— START MATERIAL FOR THIS TASK —

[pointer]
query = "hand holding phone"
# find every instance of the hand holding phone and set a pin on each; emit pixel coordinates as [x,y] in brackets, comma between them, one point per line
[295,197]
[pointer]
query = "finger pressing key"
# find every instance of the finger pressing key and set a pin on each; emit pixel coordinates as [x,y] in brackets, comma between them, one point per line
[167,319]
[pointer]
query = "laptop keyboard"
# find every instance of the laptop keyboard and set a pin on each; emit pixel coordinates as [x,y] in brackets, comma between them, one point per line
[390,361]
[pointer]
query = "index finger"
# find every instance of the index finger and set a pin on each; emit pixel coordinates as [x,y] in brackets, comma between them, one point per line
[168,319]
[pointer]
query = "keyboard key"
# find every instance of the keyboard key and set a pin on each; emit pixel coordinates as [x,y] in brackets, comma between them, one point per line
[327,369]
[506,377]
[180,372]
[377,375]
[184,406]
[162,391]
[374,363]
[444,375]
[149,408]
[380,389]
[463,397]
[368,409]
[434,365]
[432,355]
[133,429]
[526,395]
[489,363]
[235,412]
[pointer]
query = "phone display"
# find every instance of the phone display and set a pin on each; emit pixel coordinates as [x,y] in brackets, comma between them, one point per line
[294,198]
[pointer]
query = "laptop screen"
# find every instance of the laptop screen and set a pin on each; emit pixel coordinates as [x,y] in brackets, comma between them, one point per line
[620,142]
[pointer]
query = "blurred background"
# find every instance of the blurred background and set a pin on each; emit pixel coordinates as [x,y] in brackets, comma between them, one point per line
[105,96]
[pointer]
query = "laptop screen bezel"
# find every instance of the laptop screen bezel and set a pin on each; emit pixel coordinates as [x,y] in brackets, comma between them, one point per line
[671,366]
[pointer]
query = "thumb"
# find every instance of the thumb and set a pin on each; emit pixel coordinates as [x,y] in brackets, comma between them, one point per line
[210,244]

— END MATERIAL FOR THIS TASK —

• _DO THIS_
Can you write out all of the data above line for line, with no changes?

• _PROBLEM SOLUTION_
[pointer]
query = "hand holding phone"
# find every instance of the hand holding phone and set a pin on each; emit pixel coordinates as [x,y] in brackets, comma between them, one point per line
[295,197]
[pointer]
query = "finger pressing key"
# find every instance of the finger pressing key and set a pin on each; emit pixel coordinates as [x,y] in brackets, comma between them, one point per line
[167,319]
[pointer]
query = "laptop keyboard"
# find every instance of the laptop keyboard and set a pin on each; emit pixel coordinates as [x,y] in brackets, comma between them, one point per line
[390,361]
[pointer]
query = "index finger"
# find every instance of the index finger and set a pin on each; emit pixel coordinates as [x,y] in brackets, comma between them, one point per line
[168,319]
[pointer]
query = "keyboard key"
# find every instance of the keyboard key and set a pin on each; emit pixel coordinates as [x,y] in brackets, comma between them, one point per line
[327,369]
[506,377]
[180,372]
[377,375]
[184,406]
[162,391]
[374,363]
[444,375]
[149,408]
[380,389]
[463,397]
[368,409]
[434,365]
[432,355]
[133,429]
[526,395]
[489,363]
[235,412]
[pointer]
query = "phone display"
# find every instance of the phone display and set a pin on each; emit pixel coordinates as [x,y] in brackets, comma between them, one point per line
[294,198]
[pointer]
query = "laptop screen"
# find every instance of the laptop screen and set a pin on each; emit pixel coordinates as [x,y] in brackets, comma between them, one point per line
[620,142]
[pointer]
query = "blurred background"
# find every instance of the blurred background and set a pin on each; emit pixel coordinates as [x,y] in brackets, comma between them, one point per line
[105,96]
[pointer]
query = "laptop screen bezel"
# find every instance of the laptop screen bezel and set a pin on each; emit pixel coordinates as [x,y] in brackets, comma between them, one point per line
[671,366]
[pointer]
query = "thumb"
# find every instance of the thumb and set a pin on each; emit pixel coordinates as [x,y] in brackets, comma between them, one point per line
[210,244]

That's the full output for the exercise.